Instructions for the task –
Each line that contains "query" needs to be copied from the listing.

::::::::::

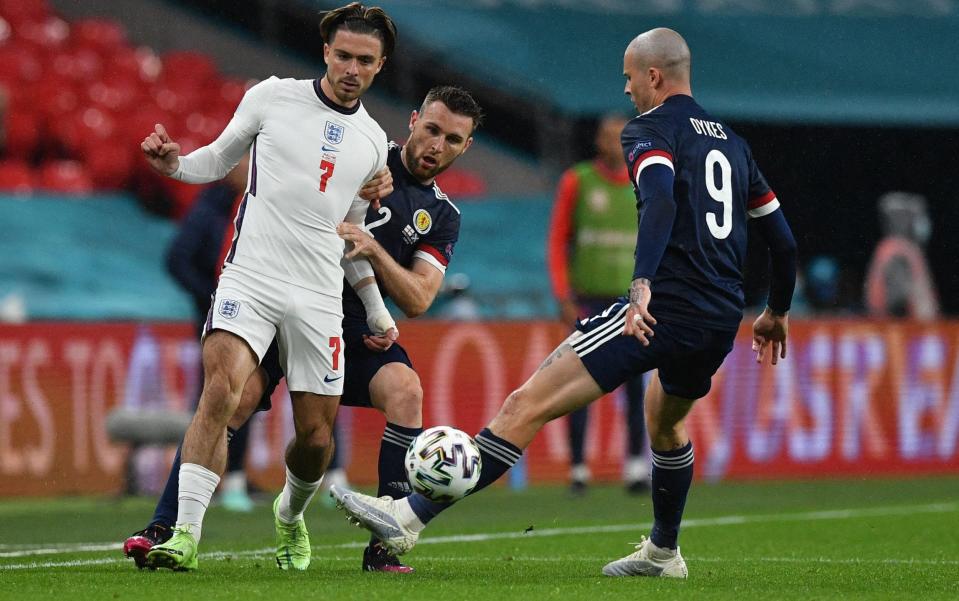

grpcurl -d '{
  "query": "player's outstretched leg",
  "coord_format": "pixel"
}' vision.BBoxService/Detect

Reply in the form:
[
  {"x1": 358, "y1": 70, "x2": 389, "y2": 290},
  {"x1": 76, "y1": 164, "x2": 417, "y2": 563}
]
[
  {"x1": 364, "y1": 422, "x2": 421, "y2": 572},
  {"x1": 363, "y1": 363, "x2": 424, "y2": 572},
  {"x1": 333, "y1": 343, "x2": 602, "y2": 555},
  {"x1": 331, "y1": 427, "x2": 525, "y2": 555}
]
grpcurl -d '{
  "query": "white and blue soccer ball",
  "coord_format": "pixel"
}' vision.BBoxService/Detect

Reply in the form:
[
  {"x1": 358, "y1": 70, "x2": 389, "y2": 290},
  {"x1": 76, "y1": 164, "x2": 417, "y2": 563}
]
[{"x1": 405, "y1": 426, "x2": 482, "y2": 503}]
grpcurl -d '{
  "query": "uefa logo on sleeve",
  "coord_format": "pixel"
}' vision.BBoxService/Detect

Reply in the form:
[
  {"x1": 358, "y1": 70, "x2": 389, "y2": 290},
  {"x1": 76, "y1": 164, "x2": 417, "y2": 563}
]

::::::::::

Result of this exercise –
  "query": "player's outstretched leg",
  "query": "white and blue soccer ball",
  "query": "uefa logo on sleeve",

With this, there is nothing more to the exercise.